Exercise inputs
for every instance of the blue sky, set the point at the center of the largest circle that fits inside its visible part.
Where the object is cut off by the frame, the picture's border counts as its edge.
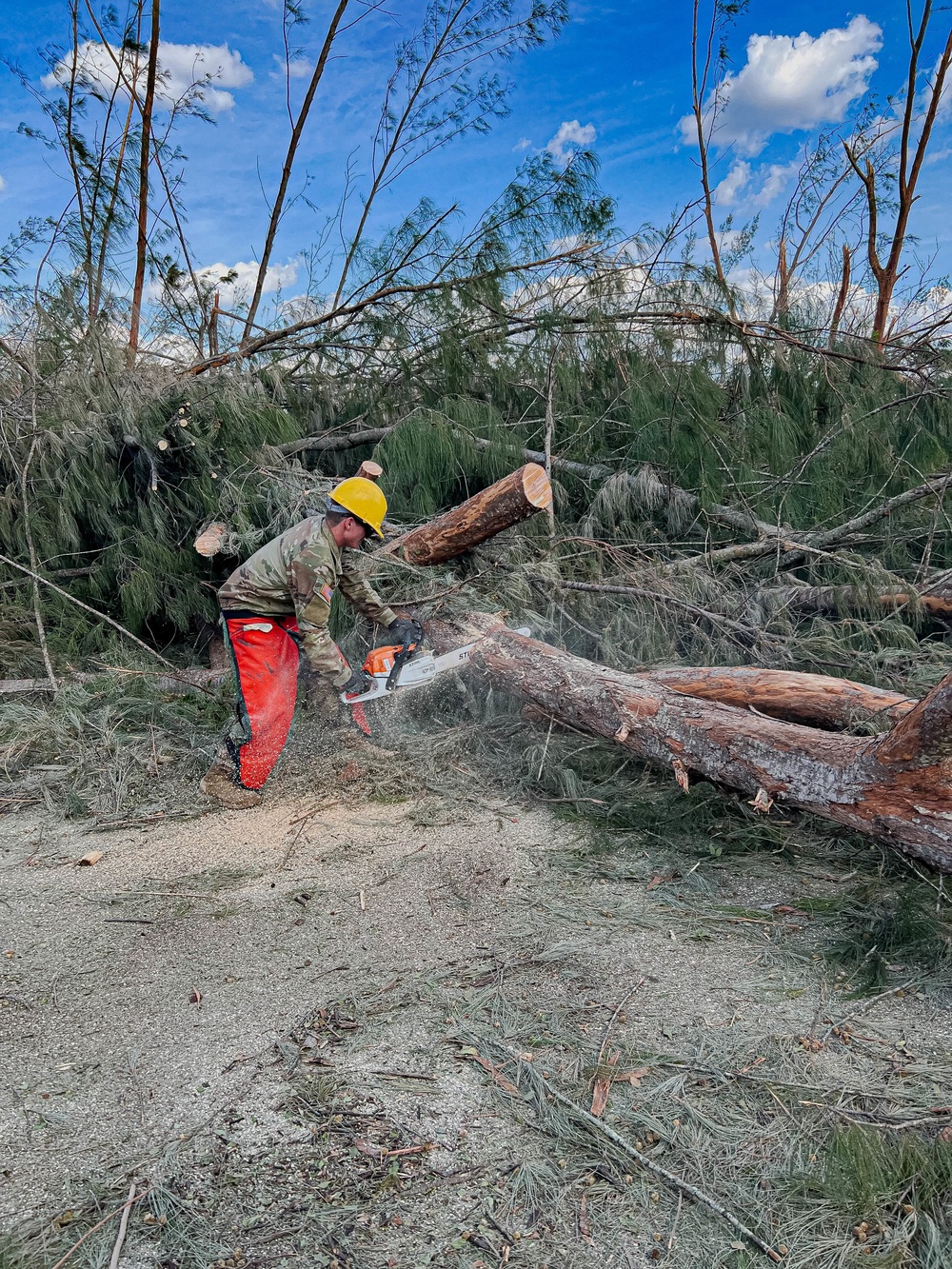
(620, 71)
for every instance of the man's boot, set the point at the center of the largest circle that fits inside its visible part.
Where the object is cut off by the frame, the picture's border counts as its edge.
(219, 783)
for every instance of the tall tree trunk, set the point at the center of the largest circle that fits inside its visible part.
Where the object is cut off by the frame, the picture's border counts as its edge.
(296, 132)
(141, 235)
(811, 700)
(897, 788)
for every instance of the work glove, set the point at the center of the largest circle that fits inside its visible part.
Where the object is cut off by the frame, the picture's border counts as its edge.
(406, 629)
(358, 683)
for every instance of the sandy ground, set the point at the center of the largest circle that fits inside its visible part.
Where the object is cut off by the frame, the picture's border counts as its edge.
(160, 1020)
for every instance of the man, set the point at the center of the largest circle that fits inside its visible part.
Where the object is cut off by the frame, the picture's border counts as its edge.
(277, 605)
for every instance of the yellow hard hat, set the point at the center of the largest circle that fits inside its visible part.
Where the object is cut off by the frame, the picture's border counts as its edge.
(364, 499)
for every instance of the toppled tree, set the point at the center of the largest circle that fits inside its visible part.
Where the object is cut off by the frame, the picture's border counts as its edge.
(897, 787)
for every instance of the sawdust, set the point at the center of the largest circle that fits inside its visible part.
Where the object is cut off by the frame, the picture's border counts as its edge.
(162, 1018)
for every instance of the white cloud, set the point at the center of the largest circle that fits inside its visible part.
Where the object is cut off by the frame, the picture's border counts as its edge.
(791, 84)
(754, 190)
(730, 190)
(246, 271)
(187, 72)
(242, 279)
(571, 133)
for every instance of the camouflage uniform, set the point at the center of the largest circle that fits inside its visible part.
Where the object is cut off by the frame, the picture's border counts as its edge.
(273, 605)
(297, 574)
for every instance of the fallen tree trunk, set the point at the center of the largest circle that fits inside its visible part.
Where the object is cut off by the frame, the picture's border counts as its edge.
(852, 599)
(897, 788)
(811, 700)
(510, 500)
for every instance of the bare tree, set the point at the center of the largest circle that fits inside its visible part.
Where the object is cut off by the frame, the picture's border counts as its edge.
(909, 164)
(143, 218)
(296, 132)
(708, 56)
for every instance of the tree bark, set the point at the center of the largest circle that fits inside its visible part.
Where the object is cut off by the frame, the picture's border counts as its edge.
(897, 788)
(506, 503)
(143, 220)
(811, 700)
(836, 599)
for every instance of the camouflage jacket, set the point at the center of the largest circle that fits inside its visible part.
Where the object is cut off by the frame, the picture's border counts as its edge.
(299, 574)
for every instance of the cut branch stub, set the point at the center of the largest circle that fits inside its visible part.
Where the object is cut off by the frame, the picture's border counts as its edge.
(209, 540)
(897, 788)
(510, 500)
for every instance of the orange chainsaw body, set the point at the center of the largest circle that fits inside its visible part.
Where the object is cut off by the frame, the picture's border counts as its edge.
(380, 660)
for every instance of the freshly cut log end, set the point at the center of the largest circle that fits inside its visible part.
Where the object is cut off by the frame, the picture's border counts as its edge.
(369, 469)
(208, 542)
(510, 500)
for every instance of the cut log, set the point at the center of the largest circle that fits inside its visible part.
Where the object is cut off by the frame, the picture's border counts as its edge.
(851, 599)
(510, 500)
(897, 788)
(813, 700)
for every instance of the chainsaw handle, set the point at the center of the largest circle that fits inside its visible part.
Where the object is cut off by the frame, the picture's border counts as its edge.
(400, 659)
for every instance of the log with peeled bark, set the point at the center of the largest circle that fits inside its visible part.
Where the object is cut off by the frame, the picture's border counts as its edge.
(510, 500)
(852, 599)
(897, 787)
(813, 700)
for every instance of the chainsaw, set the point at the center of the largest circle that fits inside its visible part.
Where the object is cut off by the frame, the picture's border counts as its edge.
(402, 666)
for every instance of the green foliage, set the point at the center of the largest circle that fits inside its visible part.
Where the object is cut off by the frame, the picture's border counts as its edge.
(891, 929)
(97, 746)
(899, 1184)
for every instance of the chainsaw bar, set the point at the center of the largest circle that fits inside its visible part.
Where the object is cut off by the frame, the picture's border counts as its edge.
(421, 669)
(415, 673)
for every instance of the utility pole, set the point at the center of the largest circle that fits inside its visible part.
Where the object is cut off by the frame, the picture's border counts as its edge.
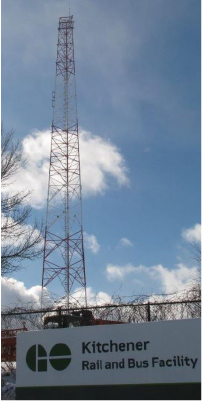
(63, 259)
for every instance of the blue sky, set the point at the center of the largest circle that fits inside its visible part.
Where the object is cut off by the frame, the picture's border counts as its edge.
(139, 94)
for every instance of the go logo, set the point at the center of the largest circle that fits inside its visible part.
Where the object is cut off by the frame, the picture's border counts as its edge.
(37, 358)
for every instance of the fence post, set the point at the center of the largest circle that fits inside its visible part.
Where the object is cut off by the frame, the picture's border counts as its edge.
(148, 312)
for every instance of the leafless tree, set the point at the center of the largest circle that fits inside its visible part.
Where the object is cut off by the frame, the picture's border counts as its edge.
(20, 240)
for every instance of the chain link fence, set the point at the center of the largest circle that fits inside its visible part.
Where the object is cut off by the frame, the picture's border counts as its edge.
(30, 319)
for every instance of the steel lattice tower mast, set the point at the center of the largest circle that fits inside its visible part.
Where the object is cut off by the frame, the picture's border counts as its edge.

What is expected
Rewrite the stretch of material that opens with the line containing "for every instance of the chain link" and runs through the material's final line as a numbered list, one line per item, leaving out any blank lines.

Answer to this problem
1. for every instance of the chain link fence, set the point at the center of the largest circle that fits inside its visible part.
2. Where the object is cut off by the frame, the picture's border counts as its edge.
3. (30, 319)
4. for every instance of the steel lattice tower mast, set the point at the center of the largest circle that fits inside its visible part.
5. Where the object is cut off by the frame, the picture's border counts as its edge.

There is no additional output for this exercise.